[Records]
·····

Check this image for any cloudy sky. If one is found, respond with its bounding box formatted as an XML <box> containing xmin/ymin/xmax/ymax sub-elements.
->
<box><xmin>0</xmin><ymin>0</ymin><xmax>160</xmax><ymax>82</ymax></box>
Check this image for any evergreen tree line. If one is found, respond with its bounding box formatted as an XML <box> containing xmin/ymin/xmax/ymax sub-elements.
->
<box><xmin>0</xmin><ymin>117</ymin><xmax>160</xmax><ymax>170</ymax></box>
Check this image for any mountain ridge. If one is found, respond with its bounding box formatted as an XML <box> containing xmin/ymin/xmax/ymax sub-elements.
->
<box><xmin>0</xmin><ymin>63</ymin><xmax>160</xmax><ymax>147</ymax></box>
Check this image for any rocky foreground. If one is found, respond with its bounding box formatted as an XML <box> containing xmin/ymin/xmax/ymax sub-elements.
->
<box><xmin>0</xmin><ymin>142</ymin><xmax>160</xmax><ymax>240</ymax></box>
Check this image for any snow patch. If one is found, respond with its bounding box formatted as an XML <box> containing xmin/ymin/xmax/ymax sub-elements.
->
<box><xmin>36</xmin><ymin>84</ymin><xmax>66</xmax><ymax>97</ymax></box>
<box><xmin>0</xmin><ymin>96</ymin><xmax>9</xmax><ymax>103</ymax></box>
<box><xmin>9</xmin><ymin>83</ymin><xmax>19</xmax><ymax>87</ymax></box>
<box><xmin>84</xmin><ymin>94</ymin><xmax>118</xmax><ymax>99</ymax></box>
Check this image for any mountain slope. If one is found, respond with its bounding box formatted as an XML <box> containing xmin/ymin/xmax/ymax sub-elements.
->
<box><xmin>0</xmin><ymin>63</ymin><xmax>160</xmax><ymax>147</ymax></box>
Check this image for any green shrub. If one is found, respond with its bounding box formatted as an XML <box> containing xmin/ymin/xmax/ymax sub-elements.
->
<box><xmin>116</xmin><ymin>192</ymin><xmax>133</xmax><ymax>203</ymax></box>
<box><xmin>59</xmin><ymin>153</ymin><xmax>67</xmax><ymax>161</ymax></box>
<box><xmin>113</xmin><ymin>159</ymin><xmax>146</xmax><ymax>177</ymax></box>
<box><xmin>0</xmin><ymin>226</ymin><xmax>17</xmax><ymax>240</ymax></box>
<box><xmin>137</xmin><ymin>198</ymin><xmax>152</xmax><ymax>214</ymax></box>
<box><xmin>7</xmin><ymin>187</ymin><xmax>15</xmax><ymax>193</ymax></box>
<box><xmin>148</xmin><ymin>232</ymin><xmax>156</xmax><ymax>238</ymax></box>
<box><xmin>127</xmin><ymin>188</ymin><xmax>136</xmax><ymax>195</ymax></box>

·····

--- Task statement ---
Pick out every line of the records containing the word "cloudy" and copy each one. Matches must have the same case.

--- Solution to this problem ---
Check this image for any cloudy sky. If one is found, respond with its bounding box formatted as an XML <box> containing xmin/ymin/xmax/ymax sub-elements.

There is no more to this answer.